Work request => Line by line, copy the material that follows without leaving anything out.

Dataset entries =>

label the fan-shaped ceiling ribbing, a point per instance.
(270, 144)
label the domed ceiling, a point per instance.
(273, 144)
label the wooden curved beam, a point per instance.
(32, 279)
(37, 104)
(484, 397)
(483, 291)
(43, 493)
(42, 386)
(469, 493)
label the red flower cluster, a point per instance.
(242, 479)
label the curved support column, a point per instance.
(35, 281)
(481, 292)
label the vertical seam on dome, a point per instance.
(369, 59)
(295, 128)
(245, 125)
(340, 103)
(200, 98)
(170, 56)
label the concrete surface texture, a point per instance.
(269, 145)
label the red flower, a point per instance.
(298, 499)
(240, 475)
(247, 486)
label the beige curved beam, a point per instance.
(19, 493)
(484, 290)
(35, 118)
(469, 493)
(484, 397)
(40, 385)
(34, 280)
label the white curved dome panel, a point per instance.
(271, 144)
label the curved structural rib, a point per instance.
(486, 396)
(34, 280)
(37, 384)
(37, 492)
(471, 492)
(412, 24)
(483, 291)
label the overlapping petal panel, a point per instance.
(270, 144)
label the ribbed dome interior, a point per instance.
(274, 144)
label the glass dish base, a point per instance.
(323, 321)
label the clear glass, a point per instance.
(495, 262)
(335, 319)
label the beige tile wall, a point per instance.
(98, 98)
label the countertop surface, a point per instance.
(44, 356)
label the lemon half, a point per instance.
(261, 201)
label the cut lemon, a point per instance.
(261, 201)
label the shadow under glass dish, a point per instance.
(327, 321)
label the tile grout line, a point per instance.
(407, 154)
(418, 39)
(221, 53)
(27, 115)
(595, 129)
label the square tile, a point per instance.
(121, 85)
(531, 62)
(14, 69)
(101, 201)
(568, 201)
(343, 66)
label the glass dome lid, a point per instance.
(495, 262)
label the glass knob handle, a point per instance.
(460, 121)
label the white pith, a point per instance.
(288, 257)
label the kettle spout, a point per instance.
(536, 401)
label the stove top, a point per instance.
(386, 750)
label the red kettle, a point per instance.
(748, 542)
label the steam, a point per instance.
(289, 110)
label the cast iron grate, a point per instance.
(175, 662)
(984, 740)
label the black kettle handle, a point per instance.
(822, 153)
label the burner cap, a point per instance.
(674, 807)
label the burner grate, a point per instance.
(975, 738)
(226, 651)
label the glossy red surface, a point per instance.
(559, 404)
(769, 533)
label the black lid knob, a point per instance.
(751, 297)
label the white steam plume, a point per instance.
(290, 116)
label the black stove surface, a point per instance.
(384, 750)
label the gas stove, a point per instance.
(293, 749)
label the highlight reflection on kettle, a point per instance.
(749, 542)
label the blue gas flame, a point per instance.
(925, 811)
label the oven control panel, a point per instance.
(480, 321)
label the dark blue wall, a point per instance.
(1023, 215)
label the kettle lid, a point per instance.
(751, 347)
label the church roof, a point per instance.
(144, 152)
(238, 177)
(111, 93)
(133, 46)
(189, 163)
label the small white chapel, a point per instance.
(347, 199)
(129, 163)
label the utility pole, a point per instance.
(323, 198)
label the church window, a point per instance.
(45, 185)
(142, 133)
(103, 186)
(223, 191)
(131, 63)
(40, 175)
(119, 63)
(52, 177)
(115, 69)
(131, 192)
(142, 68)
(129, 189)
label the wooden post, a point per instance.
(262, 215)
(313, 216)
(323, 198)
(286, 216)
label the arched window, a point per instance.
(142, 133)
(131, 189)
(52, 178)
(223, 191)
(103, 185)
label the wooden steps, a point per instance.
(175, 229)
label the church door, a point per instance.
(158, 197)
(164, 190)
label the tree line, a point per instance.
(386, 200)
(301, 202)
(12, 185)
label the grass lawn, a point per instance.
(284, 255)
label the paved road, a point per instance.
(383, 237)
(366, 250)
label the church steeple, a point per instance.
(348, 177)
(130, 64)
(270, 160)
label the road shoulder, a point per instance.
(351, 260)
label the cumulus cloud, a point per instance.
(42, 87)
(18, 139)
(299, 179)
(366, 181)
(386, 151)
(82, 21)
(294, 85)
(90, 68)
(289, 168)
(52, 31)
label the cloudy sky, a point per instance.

Answer box =>
label the fan-shaped ceiling ribbing, a point per instance.
(270, 144)
label the domed ceiling, a point per instance.
(273, 144)
label the wooden curved beam, a point per instance.
(32, 279)
(37, 104)
(484, 397)
(483, 291)
(43, 493)
(42, 386)
(469, 493)
label the red flower cluster, a point per instance.
(242, 479)
label the curved support column, a point per instance.
(35, 281)
(481, 292)
label the vertical seam on dome, a point per instance.
(369, 59)
(295, 128)
(245, 125)
(340, 103)
(200, 98)
(170, 56)
label the concrete surface texture, a point per instance.
(269, 145)
label the red flower, a point per instance.
(298, 499)
(240, 475)
(247, 486)
label the beige curved beam, a point per instance.
(19, 493)
(484, 290)
(35, 118)
(469, 493)
(484, 397)
(40, 385)
(34, 280)
label the white curved dome panel, a point per instance.
(271, 144)
label the curved structural rib, a point per instance.
(486, 396)
(34, 280)
(37, 384)
(37, 492)
(471, 492)
(412, 24)
(483, 291)
label the overlapping petal panel, a point per instance.
(270, 144)
label the ribbed dome interior, a point per instance.
(274, 144)
label the glass dish base, a point per instance.
(323, 321)
label the clear glass, a point per instance.
(495, 262)
(335, 319)
label the beige tile wall, a point per instance.
(98, 98)
label the countertop surface, a point per instance.
(44, 356)
label the lemon half, a point per instance.
(261, 201)
label the cut lemon, a point per instance.
(261, 201)
label the shadow under glass dish, a point per instance.
(327, 321)
label the tile grout line, a point per instance.
(407, 154)
(418, 39)
(221, 53)
(27, 115)
(595, 129)
label the square tile, a point per instance.
(121, 85)
(531, 62)
(14, 69)
(101, 201)
(568, 201)
(343, 66)
label the glass dome lid, a point per instance.
(495, 262)
label the glass knob handle, a point per instance.
(460, 121)
label the white pith, a point per instance.
(288, 257)
label the kettle spout, a point per instance.
(536, 401)
label the stove top, a point per instance.
(386, 750)
label the red kettle, a point per instance.
(748, 542)
label the steam, a point per instance.
(289, 110)
label the cast iron grate, a point per instance.
(175, 662)
(984, 740)
label the black kettle handle, a point per instance.
(822, 153)
label the burner cap, a point per instance.
(674, 807)
label the burner grate, a point per instance.
(975, 738)
(226, 651)
label the glossy red surface, a point per instance.
(559, 404)
(769, 533)
label the black lid knob, a point per instance.
(751, 297)
label the white steam plume, a point per instance.
(290, 116)
label the black stove surface, a point per instance.
(384, 750)
label the gas stove, a point per instance.
(293, 749)
label the highlight reflection on kettle, a point per instance.
(749, 542)
label the blue gas flame, a point per instance.
(925, 811)
label the oven control panel, a point per instance.
(480, 321)
label the dark blue wall, a point per instance.
(1023, 215)
label the kettle lid, a point per instance.
(751, 347)
label the church roof, a point per instance.
(144, 152)
(238, 177)
(111, 93)
(133, 46)
(189, 163)
label the small white chapel, a point per instance.
(347, 199)
(129, 163)
label the utility pole, a point per instance.
(323, 198)
label the church window, a point per instance.
(45, 185)
(142, 133)
(103, 186)
(223, 191)
(131, 63)
(40, 175)
(119, 63)
(52, 177)
(115, 69)
(131, 192)
(142, 68)
(129, 189)
label the wooden post, a point per instance.
(262, 215)
(313, 216)
(323, 198)
(286, 216)
label the arched window, a point per instance.
(142, 133)
(131, 189)
(52, 178)
(223, 191)
(103, 185)
label the wooden steps, a point per instance.
(175, 229)
label the church door, a point per instance.
(158, 197)
(164, 190)
label the tree line, a point per instance.
(386, 200)
(301, 202)
(12, 185)
label the grass lawn, a point per instance.
(284, 255)
label the paved road, a point per instance.
(383, 237)
(366, 250)
label the church steeple, a point per instance.
(348, 177)
(130, 64)
(270, 160)
label the road shoulder, a point per instance.
(351, 260)
label the cumulus cloud, a point per instance.
(42, 87)
(18, 139)
(299, 179)
(366, 181)
(386, 151)
(82, 21)
(294, 85)
(90, 68)
(289, 168)
(52, 31)
label the cloudy sky, a point per instance.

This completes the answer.